Recorded data:
------------------------------------
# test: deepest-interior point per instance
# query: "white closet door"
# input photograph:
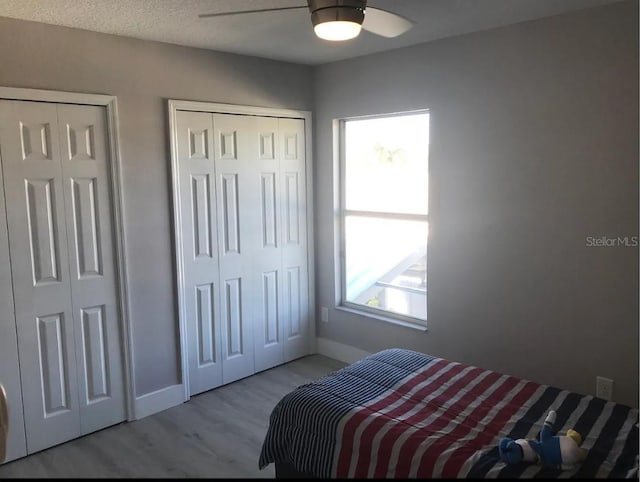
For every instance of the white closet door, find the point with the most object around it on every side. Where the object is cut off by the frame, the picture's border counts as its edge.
(40, 271)
(266, 242)
(236, 153)
(85, 177)
(199, 254)
(9, 368)
(295, 276)
(55, 166)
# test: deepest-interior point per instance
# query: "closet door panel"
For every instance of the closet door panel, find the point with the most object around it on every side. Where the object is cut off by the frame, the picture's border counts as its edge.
(237, 187)
(40, 271)
(296, 314)
(90, 234)
(200, 281)
(268, 325)
(9, 368)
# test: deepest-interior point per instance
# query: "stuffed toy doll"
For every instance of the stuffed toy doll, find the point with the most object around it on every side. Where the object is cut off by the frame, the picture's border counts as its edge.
(554, 451)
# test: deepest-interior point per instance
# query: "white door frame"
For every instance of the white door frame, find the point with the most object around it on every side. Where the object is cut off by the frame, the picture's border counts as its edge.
(110, 103)
(173, 107)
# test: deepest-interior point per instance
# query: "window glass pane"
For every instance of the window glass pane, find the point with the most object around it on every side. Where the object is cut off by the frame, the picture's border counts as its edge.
(386, 164)
(385, 264)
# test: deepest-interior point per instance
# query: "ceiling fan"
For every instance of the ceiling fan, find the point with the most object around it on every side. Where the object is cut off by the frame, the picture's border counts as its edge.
(341, 19)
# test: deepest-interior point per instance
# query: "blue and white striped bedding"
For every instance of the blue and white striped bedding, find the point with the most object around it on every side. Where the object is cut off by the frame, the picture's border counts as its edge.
(400, 413)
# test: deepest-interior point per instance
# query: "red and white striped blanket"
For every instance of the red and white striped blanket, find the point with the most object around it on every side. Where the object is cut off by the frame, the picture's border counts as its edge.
(400, 413)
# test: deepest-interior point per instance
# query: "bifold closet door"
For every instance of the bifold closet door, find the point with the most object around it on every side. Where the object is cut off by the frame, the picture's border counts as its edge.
(9, 366)
(243, 230)
(294, 247)
(56, 179)
(279, 241)
(238, 226)
(200, 278)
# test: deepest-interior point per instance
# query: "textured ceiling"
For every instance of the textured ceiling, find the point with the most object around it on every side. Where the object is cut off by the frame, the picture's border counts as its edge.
(284, 35)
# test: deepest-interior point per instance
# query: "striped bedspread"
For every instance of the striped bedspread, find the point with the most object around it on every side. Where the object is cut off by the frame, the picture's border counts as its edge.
(400, 413)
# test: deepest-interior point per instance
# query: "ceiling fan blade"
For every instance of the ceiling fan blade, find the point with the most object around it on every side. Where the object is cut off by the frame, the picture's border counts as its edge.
(385, 23)
(226, 14)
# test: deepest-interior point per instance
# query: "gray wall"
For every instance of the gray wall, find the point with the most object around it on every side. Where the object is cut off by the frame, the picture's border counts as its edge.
(143, 75)
(534, 147)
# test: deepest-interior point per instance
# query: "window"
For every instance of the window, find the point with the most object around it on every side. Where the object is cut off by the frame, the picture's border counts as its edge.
(384, 214)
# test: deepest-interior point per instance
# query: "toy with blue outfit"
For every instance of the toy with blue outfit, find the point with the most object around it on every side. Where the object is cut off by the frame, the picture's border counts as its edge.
(551, 450)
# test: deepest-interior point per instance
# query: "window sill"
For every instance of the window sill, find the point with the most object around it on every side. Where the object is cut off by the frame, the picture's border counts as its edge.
(387, 319)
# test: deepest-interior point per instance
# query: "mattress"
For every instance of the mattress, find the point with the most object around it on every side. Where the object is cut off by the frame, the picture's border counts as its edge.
(399, 413)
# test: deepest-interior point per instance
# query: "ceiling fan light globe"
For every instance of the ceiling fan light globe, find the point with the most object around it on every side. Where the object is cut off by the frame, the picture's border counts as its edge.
(337, 30)
(337, 22)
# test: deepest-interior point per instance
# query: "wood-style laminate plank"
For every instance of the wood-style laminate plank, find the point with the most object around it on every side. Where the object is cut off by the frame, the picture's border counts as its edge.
(216, 434)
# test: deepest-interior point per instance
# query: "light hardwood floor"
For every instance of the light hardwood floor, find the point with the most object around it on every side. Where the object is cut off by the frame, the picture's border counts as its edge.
(216, 434)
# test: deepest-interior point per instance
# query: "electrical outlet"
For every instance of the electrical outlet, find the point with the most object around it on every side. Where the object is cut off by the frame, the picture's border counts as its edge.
(324, 314)
(604, 388)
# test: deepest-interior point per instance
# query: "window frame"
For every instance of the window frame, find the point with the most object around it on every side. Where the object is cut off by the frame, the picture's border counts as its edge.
(343, 212)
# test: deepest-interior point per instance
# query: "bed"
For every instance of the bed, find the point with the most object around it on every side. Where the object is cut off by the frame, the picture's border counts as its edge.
(404, 414)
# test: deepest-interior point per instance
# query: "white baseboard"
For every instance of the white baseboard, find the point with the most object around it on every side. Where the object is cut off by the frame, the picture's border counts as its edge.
(158, 401)
(340, 351)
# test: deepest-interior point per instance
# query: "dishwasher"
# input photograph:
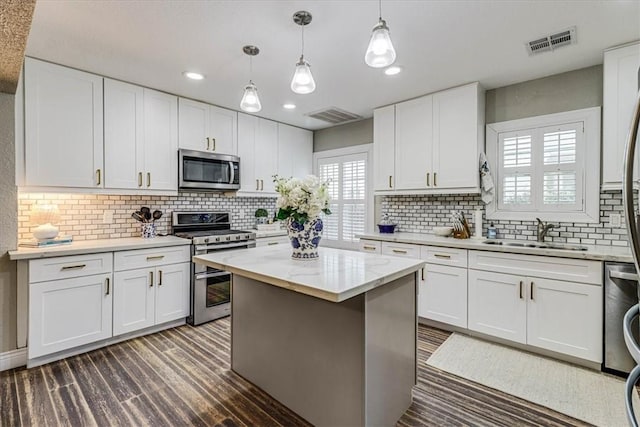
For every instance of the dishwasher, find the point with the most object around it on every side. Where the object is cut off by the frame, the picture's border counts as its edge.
(620, 294)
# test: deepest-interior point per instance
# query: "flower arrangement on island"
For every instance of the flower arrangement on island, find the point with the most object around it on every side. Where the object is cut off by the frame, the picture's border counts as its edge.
(301, 199)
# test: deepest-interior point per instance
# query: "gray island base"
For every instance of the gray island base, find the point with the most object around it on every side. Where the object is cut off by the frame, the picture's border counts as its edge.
(334, 339)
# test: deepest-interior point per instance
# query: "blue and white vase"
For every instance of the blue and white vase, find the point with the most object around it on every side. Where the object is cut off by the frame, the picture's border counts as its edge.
(305, 238)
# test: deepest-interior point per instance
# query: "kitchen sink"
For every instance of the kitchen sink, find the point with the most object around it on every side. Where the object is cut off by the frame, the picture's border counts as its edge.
(540, 245)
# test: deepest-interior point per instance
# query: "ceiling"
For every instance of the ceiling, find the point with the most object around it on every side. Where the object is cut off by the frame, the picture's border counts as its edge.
(439, 44)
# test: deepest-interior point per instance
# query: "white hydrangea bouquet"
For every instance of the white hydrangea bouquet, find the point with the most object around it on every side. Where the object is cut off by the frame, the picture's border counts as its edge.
(301, 199)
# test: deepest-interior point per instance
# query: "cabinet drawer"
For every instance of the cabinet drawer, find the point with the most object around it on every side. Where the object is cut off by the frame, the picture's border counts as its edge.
(66, 267)
(370, 246)
(141, 258)
(444, 256)
(572, 270)
(401, 249)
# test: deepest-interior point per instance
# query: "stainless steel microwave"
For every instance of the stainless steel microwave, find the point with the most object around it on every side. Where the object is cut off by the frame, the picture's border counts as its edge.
(200, 170)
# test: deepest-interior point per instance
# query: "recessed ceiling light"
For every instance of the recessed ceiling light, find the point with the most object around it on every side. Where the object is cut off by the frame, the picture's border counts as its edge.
(193, 75)
(392, 71)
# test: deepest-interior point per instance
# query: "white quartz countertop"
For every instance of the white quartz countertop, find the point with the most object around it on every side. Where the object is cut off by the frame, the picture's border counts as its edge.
(96, 246)
(336, 275)
(593, 252)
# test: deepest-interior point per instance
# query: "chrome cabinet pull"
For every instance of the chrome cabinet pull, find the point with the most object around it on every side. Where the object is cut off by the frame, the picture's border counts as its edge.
(73, 267)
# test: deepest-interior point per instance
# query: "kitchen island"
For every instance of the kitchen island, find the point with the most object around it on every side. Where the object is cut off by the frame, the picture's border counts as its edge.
(333, 339)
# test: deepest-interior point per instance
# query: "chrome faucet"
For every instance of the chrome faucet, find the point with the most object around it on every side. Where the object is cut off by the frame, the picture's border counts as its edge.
(543, 229)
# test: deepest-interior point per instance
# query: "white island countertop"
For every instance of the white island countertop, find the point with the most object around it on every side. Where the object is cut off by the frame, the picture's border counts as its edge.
(96, 246)
(336, 276)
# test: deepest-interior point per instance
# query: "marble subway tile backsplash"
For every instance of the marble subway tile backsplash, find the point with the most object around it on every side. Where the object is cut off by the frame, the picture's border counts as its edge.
(82, 215)
(421, 213)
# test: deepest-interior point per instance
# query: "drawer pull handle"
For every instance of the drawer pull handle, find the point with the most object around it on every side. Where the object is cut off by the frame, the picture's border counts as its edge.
(73, 267)
(521, 289)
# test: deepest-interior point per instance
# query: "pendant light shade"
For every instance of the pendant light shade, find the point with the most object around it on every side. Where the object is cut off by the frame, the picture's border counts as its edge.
(250, 101)
(380, 52)
(302, 82)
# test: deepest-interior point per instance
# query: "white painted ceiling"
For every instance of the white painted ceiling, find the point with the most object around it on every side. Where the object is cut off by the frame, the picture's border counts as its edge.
(439, 44)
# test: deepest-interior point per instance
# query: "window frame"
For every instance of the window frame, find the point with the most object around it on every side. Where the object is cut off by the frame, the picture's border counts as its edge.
(342, 154)
(589, 157)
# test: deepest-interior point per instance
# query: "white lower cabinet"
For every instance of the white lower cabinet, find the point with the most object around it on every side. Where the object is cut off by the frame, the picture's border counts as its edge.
(69, 313)
(557, 315)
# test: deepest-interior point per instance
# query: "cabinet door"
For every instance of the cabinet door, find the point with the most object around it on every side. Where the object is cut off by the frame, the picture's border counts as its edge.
(223, 130)
(414, 142)
(247, 128)
(160, 141)
(266, 152)
(443, 296)
(172, 292)
(69, 313)
(295, 151)
(194, 125)
(133, 300)
(620, 89)
(123, 135)
(384, 125)
(63, 127)
(565, 317)
(455, 138)
(496, 305)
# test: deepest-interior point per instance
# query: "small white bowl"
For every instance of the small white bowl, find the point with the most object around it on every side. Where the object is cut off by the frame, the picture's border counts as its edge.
(442, 231)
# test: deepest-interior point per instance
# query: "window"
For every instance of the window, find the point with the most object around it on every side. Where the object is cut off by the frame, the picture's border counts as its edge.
(546, 166)
(347, 171)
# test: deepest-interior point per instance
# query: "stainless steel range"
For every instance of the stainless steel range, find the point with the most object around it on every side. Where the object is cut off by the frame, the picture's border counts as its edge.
(210, 287)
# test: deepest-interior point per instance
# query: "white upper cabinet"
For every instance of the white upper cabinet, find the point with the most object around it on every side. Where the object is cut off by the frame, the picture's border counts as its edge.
(295, 151)
(430, 144)
(621, 84)
(160, 140)
(206, 127)
(258, 152)
(384, 129)
(141, 137)
(63, 127)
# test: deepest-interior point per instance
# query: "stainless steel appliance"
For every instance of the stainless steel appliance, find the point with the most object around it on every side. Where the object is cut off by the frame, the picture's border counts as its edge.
(620, 294)
(634, 240)
(200, 170)
(210, 287)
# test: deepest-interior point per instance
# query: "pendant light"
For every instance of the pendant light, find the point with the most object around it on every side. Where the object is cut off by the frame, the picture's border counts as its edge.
(250, 101)
(380, 52)
(302, 81)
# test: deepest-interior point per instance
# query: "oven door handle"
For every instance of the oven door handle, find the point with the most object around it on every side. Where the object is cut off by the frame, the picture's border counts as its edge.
(202, 249)
(202, 276)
------------------------------------
Required task: Report every line of the entries above that contains the string "style". Case counts.

Complete response:
# query: "wood-style laminate plank"
For every instance of the wood-style laminate plank, find the point with the most object around it on every side. Where the object is cut off by the frame, the picture's border counts as its edge.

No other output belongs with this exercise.